任务详情
原样返回记录中从包含“Where can the red sports”的那一行到包含“<point>319,200</point>”的那一行，首尾两行均包括在内。

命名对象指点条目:
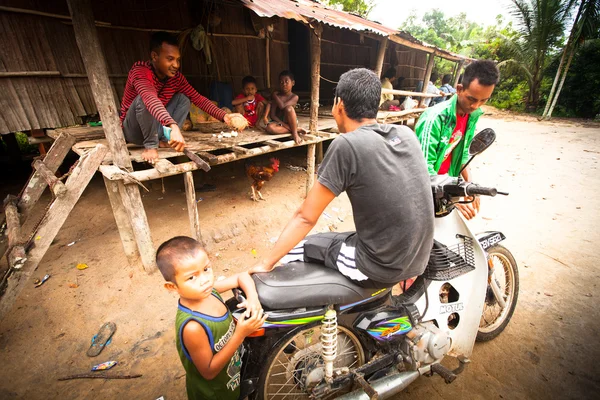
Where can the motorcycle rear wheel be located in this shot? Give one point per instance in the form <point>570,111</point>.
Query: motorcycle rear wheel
<point>290,365</point>
<point>494,319</point>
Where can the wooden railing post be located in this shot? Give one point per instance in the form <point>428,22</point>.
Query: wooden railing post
<point>95,66</point>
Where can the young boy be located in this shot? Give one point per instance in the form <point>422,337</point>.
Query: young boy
<point>283,114</point>
<point>207,339</point>
<point>251,104</point>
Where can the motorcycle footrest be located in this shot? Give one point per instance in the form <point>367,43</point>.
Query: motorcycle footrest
<point>444,372</point>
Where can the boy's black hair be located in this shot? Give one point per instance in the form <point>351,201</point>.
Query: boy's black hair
<point>286,73</point>
<point>360,89</point>
<point>390,73</point>
<point>248,79</point>
<point>158,38</point>
<point>485,71</point>
<point>173,250</point>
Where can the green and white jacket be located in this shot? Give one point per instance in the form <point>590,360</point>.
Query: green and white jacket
<point>434,130</point>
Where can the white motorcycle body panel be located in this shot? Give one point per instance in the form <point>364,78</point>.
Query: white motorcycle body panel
<point>471,288</point>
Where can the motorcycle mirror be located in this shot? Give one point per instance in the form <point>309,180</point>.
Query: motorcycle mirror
<point>482,141</point>
<point>479,144</point>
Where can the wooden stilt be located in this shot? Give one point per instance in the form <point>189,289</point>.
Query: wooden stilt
<point>380,56</point>
<point>122,220</point>
<point>268,64</point>
<point>458,72</point>
<point>95,65</point>
<point>310,167</point>
<point>190,195</point>
<point>51,224</point>
<point>132,202</point>
<point>315,75</point>
<point>427,76</point>
<point>37,184</point>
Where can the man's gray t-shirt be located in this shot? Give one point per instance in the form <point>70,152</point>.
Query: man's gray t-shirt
<point>382,169</point>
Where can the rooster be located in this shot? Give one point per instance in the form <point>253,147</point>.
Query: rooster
<point>260,175</point>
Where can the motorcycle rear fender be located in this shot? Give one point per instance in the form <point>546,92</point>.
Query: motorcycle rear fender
<point>490,238</point>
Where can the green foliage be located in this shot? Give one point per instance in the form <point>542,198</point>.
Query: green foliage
<point>580,95</point>
<point>360,7</point>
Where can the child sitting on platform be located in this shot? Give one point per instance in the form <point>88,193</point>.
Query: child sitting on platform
<point>251,104</point>
<point>207,339</point>
<point>283,115</point>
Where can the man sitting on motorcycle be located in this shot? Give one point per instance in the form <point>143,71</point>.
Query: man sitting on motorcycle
<point>447,129</point>
<point>383,172</point>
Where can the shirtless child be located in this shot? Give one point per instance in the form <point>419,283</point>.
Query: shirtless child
<point>283,115</point>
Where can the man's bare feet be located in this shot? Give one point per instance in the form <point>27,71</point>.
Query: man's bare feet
<point>150,155</point>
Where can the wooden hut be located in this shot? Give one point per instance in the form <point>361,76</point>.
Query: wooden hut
<point>62,61</point>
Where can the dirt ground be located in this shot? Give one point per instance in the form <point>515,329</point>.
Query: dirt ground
<point>549,350</point>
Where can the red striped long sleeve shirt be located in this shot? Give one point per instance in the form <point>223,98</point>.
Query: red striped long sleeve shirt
<point>142,81</point>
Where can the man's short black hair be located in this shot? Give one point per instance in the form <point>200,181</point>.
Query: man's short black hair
<point>248,79</point>
<point>390,73</point>
<point>485,71</point>
<point>287,73</point>
<point>174,250</point>
<point>360,89</point>
<point>158,38</point>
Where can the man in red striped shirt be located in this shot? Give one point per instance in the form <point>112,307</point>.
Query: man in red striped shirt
<point>157,95</point>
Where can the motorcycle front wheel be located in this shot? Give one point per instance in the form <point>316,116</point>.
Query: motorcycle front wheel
<point>494,318</point>
<point>296,365</point>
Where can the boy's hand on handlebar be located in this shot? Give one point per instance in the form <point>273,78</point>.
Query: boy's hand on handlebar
<point>252,307</point>
<point>467,210</point>
<point>249,325</point>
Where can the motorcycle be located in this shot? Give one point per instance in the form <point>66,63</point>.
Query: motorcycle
<point>325,337</point>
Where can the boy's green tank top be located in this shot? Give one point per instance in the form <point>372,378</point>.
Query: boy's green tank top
<point>226,385</point>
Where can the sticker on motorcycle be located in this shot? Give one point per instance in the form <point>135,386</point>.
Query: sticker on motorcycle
<point>451,308</point>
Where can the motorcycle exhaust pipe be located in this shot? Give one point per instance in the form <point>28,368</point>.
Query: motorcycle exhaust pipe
<point>385,387</point>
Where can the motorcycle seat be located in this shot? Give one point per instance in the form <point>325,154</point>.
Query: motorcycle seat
<point>300,284</point>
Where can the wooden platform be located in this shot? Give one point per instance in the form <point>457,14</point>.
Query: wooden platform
<point>248,143</point>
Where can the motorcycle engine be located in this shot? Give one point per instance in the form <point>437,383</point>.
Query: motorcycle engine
<point>425,344</point>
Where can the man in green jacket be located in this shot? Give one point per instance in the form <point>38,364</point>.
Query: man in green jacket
<point>447,129</point>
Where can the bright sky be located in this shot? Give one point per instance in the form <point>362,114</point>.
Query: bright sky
<point>393,13</point>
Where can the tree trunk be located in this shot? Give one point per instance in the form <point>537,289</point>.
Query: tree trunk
<point>562,81</point>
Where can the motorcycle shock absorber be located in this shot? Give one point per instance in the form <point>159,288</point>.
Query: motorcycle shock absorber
<point>329,342</point>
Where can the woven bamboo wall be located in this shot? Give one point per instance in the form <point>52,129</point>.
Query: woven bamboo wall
<point>40,43</point>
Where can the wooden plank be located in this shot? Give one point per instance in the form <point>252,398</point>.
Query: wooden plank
<point>380,56</point>
<point>209,158</point>
<point>240,149</point>
<point>36,185</point>
<point>122,221</point>
<point>310,167</point>
<point>95,65</point>
<point>315,34</point>
<point>132,202</point>
<point>190,195</point>
<point>274,143</point>
<point>57,187</point>
<point>427,76</point>
<point>50,225</point>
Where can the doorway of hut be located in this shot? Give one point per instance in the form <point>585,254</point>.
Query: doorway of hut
<point>299,56</point>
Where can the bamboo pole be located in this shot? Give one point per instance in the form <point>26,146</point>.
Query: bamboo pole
<point>190,195</point>
<point>427,76</point>
<point>380,56</point>
<point>457,74</point>
<point>86,36</point>
<point>315,72</point>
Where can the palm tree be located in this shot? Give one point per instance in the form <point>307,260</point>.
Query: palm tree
<point>541,24</point>
<point>585,26</point>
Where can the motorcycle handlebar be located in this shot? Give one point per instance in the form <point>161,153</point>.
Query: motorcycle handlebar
<point>473,190</point>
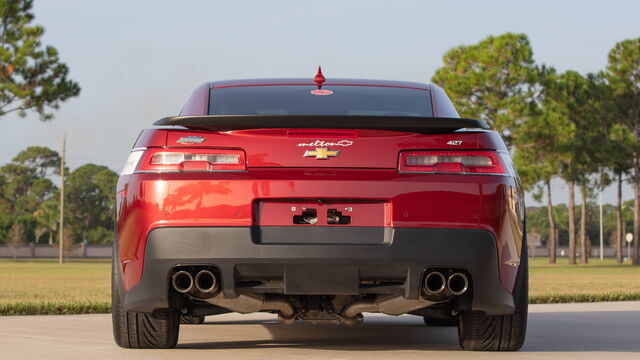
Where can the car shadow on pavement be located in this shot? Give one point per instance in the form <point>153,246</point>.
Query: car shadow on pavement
<point>378,335</point>
<point>547,332</point>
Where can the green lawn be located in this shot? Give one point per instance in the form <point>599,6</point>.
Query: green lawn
<point>46,287</point>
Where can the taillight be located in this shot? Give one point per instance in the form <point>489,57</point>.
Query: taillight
<point>192,160</point>
<point>456,162</point>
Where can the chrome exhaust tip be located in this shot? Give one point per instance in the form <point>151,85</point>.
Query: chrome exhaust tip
<point>434,283</point>
<point>206,282</point>
<point>182,281</point>
<point>457,283</point>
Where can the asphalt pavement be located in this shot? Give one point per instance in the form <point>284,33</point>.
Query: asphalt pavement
<point>608,330</point>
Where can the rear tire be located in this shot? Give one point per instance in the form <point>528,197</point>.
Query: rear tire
<point>480,332</point>
<point>157,330</point>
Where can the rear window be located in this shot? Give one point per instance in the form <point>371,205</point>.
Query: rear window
<point>306,100</point>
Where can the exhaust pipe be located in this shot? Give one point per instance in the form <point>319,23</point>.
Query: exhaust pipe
<point>206,282</point>
<point>182,281</point>
<point>457,284</point>
<point>434,283</point>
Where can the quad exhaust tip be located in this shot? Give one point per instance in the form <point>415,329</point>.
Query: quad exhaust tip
<point>458,283</point>
<point>434,283</point>
<point>182,281</point>
<point>206,282</point>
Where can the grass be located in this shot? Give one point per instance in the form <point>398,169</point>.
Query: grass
<point>46,287</point>
<point>77,287</point>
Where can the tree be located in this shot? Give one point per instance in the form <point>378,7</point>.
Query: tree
<point>494,80</point>
<point>621,143</point>
<point>536,163</point>
<point>42,160</point>
<point>623,75</point>
<point>16,238</point>
<point>91,201</point>
<point>32,77</point>
<point>570,96</point>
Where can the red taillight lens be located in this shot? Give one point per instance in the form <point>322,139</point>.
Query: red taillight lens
<point>192,160</point>
<point>457,162</point>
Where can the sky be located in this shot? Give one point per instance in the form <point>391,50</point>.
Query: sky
<point>137,61</point>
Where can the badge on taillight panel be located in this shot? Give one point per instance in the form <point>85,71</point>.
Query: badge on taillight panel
<point>191,140</point>
<point>321,153</point>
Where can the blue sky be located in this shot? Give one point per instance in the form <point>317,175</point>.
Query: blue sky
<point>138,61</point>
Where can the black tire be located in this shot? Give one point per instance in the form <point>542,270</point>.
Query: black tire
<point>480,332</point>
<point>440,322</point>
<point>157,330</point>
<point>186,319</point>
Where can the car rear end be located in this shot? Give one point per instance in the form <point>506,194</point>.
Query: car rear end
<point>319,206</point>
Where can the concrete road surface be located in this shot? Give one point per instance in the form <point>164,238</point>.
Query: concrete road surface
<point>564,331</point>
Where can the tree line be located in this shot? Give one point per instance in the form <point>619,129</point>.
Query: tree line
<point>581,128</point>
<point>29,200</point>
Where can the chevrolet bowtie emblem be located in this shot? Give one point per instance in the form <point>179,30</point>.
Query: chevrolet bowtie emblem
<point>321,153</point>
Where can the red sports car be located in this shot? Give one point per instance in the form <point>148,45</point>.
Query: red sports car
<point>319,200</point>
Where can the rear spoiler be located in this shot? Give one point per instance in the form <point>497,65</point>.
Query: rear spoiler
<point>396,123</point>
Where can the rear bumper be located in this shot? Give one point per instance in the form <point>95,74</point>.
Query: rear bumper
<point>317,266</point>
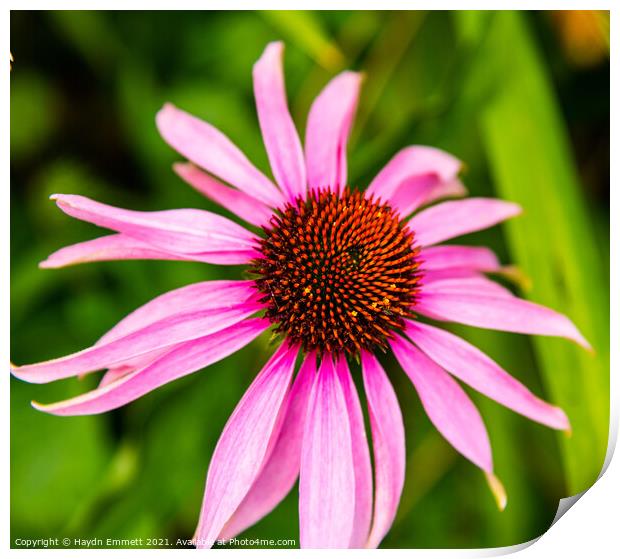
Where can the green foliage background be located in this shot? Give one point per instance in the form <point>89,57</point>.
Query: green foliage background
<point>496,89</point>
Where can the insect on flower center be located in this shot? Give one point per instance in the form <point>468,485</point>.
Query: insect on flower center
<point>339,272</point>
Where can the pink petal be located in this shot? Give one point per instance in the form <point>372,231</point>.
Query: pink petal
<point>461,281</point>
<point>208,148</point>
<point>429,277</point>
<point>278,475</point>
<point>110,247</point>
<point>158,335</point>
<point>241,204</point>
<point>123,247</point>
<point>279,133</point>
<point>418,191</point>
<point>182,231</point>
<point>176,363</point>
<point>446,404</point>
<point>452,219</point>
<point>498,312</point>
<point>327,132</point>
<point>117,372</point>
<point>327,473</point>
<point>243,445</point>
<point>473,367</point>
<point>361,457</point>
<point>411,164</point>
<point>453,256</point>
<point>202,296</point>
<point>388,442</point>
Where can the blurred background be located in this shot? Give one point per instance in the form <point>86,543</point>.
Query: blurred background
<point>521,98</point>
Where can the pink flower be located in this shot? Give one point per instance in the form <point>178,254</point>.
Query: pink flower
<point>337,274</point>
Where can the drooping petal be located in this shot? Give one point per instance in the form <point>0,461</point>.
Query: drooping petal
<point>241,204</point>
<point>498,312</point>
<point>201,296</point>
<point>243,445</point>
<point>327,132</point>
<point>279,133</point>
<point>114,374</point>
<point>327,473</point>
<point>280,471</point>
<point>462,282</point>
<point>411,164</point>
<point>166,332</point>
<point>388,442</point>
<point>181,231</point>
<point>473,367</point>
<point>123,247</point>
<point>110,247</point>
<point>176,363</point>
<point>208,148</point>
<point>452,219</point>
<point>361,457</point>
<point>454,256</point>
<point>419,191</point>
<point>446,404</point>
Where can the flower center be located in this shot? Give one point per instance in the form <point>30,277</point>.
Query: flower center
<point>338,272</point>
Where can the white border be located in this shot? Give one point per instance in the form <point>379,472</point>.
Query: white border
<point>590,527</point>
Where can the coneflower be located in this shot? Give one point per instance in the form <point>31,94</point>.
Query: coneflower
<point>339,275</point>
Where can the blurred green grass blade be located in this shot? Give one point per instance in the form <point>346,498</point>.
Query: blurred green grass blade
<point>531,163</point>
<point>304,30</point>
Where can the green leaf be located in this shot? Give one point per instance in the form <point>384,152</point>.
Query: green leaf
<point>531,163</point>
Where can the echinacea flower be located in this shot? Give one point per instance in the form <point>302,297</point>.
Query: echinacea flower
<point>338,274</point>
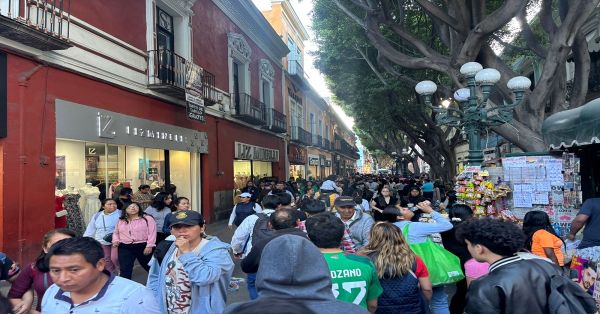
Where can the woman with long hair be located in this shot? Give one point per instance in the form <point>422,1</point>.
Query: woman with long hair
<point>402,274</point>
<point>379,203</point>
<point>35,275</point>
<point>542,240</point>
<point>101,227</point>
<point>160,208</point>
<point>135,237</point>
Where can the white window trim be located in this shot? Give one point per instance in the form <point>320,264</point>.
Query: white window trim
<point>239,51</point>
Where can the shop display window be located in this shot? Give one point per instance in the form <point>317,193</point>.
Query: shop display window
<point>110,166</point>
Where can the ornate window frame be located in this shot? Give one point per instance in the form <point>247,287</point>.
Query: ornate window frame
<point>266,73</point>
<point>239,51</point>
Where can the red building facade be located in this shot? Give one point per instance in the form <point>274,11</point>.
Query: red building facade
<point>110,110</point>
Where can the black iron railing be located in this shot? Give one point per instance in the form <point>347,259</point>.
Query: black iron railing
<point>326,144</point>
<point>209,91</point>
<point>276,120</point>
<point>166,68</point>
<point>248,106</point>
<point>295,68</point>
<point>47,22</point>
<point>317,140</point>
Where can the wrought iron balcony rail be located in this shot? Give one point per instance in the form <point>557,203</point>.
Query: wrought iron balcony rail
<point>249,109</point>
<point>165,67</point>
<point>276,121</point>
<point>42,24</point>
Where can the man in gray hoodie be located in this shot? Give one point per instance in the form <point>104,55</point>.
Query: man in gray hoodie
<point>293,269</point>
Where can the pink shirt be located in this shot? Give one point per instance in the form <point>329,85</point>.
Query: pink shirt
<point>475,269</point>
<point>136,231</point>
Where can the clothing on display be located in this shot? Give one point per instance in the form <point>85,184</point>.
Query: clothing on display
<point>74,217</point>
<point>91,201</point>
<point>59,222</point>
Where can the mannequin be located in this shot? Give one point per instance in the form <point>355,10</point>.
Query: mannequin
<point>74,218</point>
<point>92,201</point>
<point>60,218</point>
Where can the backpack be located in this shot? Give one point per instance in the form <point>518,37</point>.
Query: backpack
<point>566,297</point>
<point>261,228</point>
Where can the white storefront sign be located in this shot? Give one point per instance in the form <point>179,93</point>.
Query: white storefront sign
<point>252,152</point>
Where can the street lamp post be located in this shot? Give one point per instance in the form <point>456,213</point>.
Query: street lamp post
<point>395,156</point>
<point>473,113</point>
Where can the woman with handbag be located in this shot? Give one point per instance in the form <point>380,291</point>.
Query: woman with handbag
<point>402,274</point>
<point>435,257</point>
<point>101,227</point>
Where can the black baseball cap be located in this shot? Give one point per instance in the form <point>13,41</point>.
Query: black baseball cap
<point>187,217</point>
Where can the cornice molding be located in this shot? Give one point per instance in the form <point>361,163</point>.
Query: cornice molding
<point>246,16</point>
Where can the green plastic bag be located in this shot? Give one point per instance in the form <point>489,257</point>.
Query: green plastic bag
<point>443,266</point>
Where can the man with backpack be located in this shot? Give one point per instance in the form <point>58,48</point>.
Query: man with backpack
<point>517,283</point>
<point>281,222</point>
<point>245,235</point>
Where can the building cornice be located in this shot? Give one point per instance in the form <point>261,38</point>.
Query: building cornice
<point>248,18</point>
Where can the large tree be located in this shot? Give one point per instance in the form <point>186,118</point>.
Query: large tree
<point>387,115</point>
<point>436,37</point>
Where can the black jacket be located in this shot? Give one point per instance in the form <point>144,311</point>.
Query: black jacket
<point>518,284</point>
<point>251,262</point>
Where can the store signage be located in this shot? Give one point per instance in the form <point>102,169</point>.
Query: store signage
<point>195,107</point>
<point>297,155</point>
<point>251,152</point>
<point>76,121</point>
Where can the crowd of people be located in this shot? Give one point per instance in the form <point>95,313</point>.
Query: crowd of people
<point>359,244</point>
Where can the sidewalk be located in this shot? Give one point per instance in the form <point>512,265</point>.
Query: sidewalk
<point>220,230</point>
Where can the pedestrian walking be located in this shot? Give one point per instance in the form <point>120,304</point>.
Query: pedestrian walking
<point>160,208</point>
<point>244,236</point>
<point>354,278</point>
<point>135,237</point>
<point>194,274</point>
<point>81,285</point>
<point>541,239</point>
<point>402,274</point>
<point>35,276</point>
<point>517,283</point>
<point>419,232</point>
<point>356,222</point>
<point>181,203</point>
<point>293,271</point>
<point>244,208</point>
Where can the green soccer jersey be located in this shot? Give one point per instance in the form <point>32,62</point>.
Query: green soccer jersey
<point>354,278</point>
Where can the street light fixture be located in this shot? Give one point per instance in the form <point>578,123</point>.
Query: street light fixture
<point>473,113</point>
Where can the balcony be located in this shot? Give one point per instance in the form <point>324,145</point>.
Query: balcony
<point>317,140</point>
<point>249,109</point>
<point>168,74</point>
<point>276,121</point>
<point>301,136</point>
<point>326,144</point>
<point>42,24</point>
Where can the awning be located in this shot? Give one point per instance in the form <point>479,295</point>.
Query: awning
<point>574,127</point>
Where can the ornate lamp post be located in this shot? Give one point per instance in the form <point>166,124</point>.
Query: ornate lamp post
<point>473,113</point>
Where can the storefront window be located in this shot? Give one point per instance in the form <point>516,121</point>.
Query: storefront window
<point>109,167</point>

结果
Where can the red sports car be located in this shot? Give one point per instance in the form <point>148,45</point>.
Query: red sports car
<point>319,200</point>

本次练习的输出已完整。